WHAT YOU WILL DO
Return only those lines of the listing in which "segment" appears.

ENTRIES SHOWN
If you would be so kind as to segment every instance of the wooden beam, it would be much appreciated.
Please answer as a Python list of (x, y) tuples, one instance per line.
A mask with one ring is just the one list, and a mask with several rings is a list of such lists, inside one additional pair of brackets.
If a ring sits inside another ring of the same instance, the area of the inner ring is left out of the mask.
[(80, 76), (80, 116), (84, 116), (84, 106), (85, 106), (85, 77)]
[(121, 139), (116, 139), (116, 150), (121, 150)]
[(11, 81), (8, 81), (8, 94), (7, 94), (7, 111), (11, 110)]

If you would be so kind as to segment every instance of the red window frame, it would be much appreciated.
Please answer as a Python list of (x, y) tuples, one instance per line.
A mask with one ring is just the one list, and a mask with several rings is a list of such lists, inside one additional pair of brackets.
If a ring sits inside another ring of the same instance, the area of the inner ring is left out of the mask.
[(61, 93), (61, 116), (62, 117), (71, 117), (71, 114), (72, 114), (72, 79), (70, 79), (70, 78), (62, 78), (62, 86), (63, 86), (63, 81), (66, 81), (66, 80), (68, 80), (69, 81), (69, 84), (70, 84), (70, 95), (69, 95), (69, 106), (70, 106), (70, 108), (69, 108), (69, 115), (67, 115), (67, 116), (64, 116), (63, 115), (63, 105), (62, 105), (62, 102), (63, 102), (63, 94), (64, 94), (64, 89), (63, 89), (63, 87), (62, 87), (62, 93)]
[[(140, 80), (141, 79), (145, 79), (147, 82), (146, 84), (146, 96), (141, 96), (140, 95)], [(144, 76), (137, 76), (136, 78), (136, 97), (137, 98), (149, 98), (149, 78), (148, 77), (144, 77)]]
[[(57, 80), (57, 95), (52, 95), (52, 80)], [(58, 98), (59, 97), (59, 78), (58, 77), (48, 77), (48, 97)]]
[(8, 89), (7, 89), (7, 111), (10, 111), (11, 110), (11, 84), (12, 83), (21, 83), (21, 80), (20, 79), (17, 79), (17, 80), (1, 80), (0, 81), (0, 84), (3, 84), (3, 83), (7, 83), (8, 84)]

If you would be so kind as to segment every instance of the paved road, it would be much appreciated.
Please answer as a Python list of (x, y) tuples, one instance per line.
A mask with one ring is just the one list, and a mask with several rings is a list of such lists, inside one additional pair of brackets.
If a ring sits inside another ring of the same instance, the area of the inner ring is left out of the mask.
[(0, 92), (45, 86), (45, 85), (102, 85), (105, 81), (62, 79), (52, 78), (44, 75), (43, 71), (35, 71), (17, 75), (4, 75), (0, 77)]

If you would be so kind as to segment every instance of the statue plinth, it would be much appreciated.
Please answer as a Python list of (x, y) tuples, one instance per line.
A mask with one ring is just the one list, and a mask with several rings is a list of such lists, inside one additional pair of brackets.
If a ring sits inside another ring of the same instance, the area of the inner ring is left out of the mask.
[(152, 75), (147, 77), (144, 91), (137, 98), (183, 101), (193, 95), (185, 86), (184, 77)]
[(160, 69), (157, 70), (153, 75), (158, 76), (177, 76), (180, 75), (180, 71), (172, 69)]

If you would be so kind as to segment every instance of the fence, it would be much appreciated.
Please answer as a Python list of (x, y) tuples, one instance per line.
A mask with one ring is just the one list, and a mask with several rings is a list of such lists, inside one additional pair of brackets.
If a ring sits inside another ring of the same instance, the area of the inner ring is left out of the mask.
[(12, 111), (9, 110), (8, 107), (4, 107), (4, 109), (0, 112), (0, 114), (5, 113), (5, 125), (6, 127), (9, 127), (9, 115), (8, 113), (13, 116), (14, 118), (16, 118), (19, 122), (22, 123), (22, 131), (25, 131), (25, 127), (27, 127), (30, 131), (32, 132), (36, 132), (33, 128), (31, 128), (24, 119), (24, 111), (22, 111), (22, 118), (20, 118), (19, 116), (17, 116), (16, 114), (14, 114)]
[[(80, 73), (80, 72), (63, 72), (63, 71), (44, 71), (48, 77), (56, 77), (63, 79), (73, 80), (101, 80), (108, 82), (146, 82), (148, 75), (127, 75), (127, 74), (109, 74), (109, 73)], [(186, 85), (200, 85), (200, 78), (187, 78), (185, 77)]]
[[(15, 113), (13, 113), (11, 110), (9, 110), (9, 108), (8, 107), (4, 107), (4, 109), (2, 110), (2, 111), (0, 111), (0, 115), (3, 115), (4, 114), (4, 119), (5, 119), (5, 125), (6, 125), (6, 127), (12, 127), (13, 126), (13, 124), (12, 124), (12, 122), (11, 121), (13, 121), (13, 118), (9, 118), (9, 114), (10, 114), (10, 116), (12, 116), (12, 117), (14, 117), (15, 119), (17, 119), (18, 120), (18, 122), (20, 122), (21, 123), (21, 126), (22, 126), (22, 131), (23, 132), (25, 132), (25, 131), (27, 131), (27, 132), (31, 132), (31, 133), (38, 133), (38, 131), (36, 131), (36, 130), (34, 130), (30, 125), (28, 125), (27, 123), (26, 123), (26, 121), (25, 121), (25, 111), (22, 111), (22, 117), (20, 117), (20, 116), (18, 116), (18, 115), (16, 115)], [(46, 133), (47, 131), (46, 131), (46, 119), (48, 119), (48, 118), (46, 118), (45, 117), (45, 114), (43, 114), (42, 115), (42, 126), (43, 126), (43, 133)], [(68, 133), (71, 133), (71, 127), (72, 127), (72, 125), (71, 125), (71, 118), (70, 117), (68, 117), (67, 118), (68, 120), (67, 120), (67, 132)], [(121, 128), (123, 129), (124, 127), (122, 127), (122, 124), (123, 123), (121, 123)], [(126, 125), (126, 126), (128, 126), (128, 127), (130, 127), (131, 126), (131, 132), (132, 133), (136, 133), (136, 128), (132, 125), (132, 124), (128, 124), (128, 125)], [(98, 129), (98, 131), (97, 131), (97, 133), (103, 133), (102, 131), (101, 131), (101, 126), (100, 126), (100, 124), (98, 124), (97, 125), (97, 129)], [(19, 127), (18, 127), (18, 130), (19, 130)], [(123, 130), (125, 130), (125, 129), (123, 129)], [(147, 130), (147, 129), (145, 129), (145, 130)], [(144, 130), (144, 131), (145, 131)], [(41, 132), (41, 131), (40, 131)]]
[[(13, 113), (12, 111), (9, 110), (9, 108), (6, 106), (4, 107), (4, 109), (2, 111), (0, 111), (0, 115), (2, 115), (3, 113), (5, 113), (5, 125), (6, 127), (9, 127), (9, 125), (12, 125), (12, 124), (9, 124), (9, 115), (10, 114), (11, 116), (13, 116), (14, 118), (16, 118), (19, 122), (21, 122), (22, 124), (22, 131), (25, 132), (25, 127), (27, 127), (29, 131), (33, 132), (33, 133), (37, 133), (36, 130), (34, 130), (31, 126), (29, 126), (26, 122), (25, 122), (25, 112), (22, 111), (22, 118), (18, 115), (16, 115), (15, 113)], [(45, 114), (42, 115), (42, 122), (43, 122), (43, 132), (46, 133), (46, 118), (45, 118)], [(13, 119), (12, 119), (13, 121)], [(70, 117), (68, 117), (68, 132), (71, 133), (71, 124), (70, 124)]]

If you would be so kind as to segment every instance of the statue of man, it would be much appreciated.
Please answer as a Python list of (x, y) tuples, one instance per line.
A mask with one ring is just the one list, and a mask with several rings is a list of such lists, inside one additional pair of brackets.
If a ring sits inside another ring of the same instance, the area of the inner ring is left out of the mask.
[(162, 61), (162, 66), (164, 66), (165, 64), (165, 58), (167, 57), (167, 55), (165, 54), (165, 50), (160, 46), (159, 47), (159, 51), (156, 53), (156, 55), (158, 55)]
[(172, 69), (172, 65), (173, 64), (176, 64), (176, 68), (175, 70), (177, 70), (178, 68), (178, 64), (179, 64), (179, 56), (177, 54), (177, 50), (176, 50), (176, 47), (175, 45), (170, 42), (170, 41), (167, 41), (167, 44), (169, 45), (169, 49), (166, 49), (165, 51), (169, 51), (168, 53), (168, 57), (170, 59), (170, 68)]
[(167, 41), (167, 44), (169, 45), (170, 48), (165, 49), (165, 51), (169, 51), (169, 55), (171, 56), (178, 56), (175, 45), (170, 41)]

YOUR SOLUTION
If you would be so kind as to segment every instance of the wooden beam, it would be much appreciated.
If you would be so kind as to segment every instance of the red window frame, it would be much appreciated.
If you would be so kind as to segment every instance of the paved road, it would be much appreciated.
If you would be so kind as to segment every instance of the statue plinth, it would be much appreciated.
If you would be so kind as to segment every instance of the fence, it would be much appreciated.
If you would be so kind as to segment every instance of the statue of man, it would be much appreciated.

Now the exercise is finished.